TRAVAIL À FAIRE >>
1. Relevez chacune des dates distinctes qui figurent dans l'ordonnance sur la contestation d'honoraires.
2. Reprenez la rédaction de l'ordonnance sur la contestation d'honoraires à la suite de sa dernière phrase.

TEXTE >>
COUR D'APPEL D'AIX EN PROVENCE Opp. Taxes
ORDONNANCE SUR CONTESTATION
D'HONORAIRES D'AVOCATS
DU 15 OCTOBRE 2015
N°2015/302
Rôle N° 14/17575
UDAF DE LA CORRÈZE
C/
Emeric Y
Grosse délivrée
le
à
Me Philippe ...
Me Laurence ...
Décision déférée au Premier Président de la Cour d'Appel
Décision fixant les honoraires de M. Emeric Y rendue le
18 Août 2014 par le Bâtonnier de l'ordre des avocats de TOULON.
DEMANDERESSE
UDAF DE LA CORRÈZE, en qualité de tuteur de Monsieur Romain X,
demeurant TULLE
représentée par Me Philippe CLARISSOU, avocat au barreau de TULLE
DÉFENDEUR
Monsieur Emeric Y, avocat
demeurant TOULON
représenté par Me Laurence GUILLAMOT, avocat au barreau de TOULON
*-*-*-*-*
DÉBATS ET DÉLIBÉRÉ
L'affaire a été débattue le 02 septembre 2015 en audience publique devant
Monsieur Benoit DELAUNAY, conseiller,
délégué par ordonnance du premier président.
Greffier lors des débats Madame Jessica FREITAS.
Les parties ont été avisées que le prononcé de la décision aurait lieu par mise à disposition au greffe le 15 octobre 2015.
ORDONNANCE
Contradictoire,
Prononcée par mise à disposition au greffe le 15 octobre 2015,
Signée par Monsieur Benoit DELAUNAY, conseiller et Madame Jessica FREITAS, greffier auquel la minute de la décision a été remise par le magistrat signataire.
***
FATS, PROCÉDURE ET PRÉTENTIONS DES PARTIES
Le 11 octobre 2004, Romain X, mineur pour être né le 15 novembre 1987, était grièvement blessé dans une collision avec le véhicule conduit par Monsieur Bernard ... alors qu'il circulait en cyclomoteur sur la commune de Darnets du département de la Corrèze.

DONNÉES ENREGISTRÉES >>
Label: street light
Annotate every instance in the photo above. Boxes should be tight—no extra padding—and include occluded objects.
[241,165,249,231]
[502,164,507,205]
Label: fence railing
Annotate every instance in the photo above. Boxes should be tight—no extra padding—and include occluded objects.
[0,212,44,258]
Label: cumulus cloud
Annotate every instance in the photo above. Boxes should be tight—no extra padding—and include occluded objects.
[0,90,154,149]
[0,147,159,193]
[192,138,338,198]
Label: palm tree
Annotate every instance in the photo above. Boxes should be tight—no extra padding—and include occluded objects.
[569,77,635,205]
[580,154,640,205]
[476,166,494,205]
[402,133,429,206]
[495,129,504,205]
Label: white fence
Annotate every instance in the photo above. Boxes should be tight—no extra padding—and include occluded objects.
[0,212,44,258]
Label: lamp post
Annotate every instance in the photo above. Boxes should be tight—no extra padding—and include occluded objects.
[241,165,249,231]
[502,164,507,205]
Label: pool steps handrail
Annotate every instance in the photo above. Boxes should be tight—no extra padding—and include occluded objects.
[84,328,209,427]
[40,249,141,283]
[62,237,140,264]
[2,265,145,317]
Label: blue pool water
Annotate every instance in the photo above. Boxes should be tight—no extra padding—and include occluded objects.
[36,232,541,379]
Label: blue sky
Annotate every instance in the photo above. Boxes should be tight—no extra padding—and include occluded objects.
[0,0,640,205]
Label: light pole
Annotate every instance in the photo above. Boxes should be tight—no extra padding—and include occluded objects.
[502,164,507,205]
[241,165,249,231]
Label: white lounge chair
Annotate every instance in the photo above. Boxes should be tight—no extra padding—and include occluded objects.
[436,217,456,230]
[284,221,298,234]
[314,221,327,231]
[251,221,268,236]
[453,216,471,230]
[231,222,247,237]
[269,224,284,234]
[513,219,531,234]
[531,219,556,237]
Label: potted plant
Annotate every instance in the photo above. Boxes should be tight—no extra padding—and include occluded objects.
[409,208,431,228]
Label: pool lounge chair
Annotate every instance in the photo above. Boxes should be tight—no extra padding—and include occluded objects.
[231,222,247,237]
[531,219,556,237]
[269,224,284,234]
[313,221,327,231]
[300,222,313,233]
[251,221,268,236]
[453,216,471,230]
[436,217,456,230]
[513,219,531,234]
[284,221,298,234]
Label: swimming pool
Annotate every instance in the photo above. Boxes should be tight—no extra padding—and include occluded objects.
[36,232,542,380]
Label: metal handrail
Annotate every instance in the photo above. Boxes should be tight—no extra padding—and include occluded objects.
...
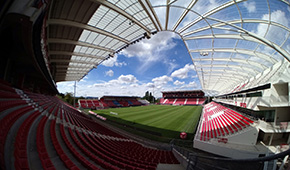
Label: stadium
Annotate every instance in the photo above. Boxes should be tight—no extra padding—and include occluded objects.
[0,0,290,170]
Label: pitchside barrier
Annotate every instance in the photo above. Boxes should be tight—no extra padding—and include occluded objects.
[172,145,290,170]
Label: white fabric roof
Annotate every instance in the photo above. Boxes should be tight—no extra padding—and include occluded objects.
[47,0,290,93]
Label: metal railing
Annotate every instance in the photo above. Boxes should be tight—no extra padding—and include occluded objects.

RÉSULTATS FINAUX >>
1.
- 15 octobre 2015
- 18 août 2014
- 2 septembre 2015
- 11 octobre 2004
- 15 novembre 1987

2.
Par décision du juge des tutelles d'Ussel en date du 22 juin 2006, l'enfant était mis sous la tutelle de sa mère, Madame Sylvie ..., qui, le 1er septembre 2006, signait une convention d'honoraires avec Maître Emeric Y stipulant un honoraire fixe de 2.000 euros HT et un honoraire de résultat s'élevant au pourcentage de 9% HT sur les sommes en capital (ou représentants les arréages échus de rente) et de 5 % HT sur le montant capitalisé des sommes perçues sous forme de rente.
Par jugement du 16 août 2012, le tribunal de grande instance de instance de Brive condamnait Monsieur Bernard ... et sa compagnie d'assurance à payer à Romain X les somme de
- 2.229'987,62 euros au titre des préjudices définitivement fixés,
- 67.352 euros au titre des frais d'aménagement du véhicule,
- 257 euros au titre des frais divers,
- 55.531,52 euros au titre des dépenses de santé actuelles et futures.
Le 14 septembre 2012, Madame ..., ès qualités de tutrice, autorisait Maître Emeric Y à prélever sur les sommes encaissées celle de 229.654,91 euros au titre de l'honoraire de résultat stipulé dans la convention d'honoraires.
Le 9 octobre 2012, le juge des tutelles de Tulle, s'interrogeant sur la validité de la convention passée et relevant le caractère exagéré des honoraires au regard du service rendu par le conseil, désignait l'UDAF de la Corrèze en qualité de tuteur ad hoc avec pour mission de choisir un avocat afin d'engager les recours utiles contre Emeric Y, avocat au barreau de Toulon.
Le 18 août 2014, le bâtonnier de l'ordre des avocats au barreau de Toulon, saisi par l'UDAF de la Corrèze le 19 décembre 2013, après recueil des observations des parties et prorogation du délai selon décision du 14 avril 2014, par référence aux dispositions de l'article 10 de la loi du 31 décembre 1971, et en application de la convention d'honoraires du 1er septembre 2006 estimée valide par lui, a
- débouté l'UDAF de la Corrèze, ès qualité de tuteur ad hoc de Monsieur Romain X, de sa contestation d'honoraires,
- fixé à la somme de 229.654,91 euros TTC le montant des honoraires dus à Maître Emeric Y par l'UDAF de la Corrèze,ès qualité de tuteur ad hoc de Monsieur Romain X avec intérêt de droit à compter de la présente décision, ainsi que les frais huissiers de justice, en cas de signification de la présente décision,
-dit en conséquence que l'UDAF de la Corrèze, ès qualité de tuteur ad hoc de Monsieur Romain X ne reste devoir, déduction faite des provisions versées, aucun solde d'honoraires.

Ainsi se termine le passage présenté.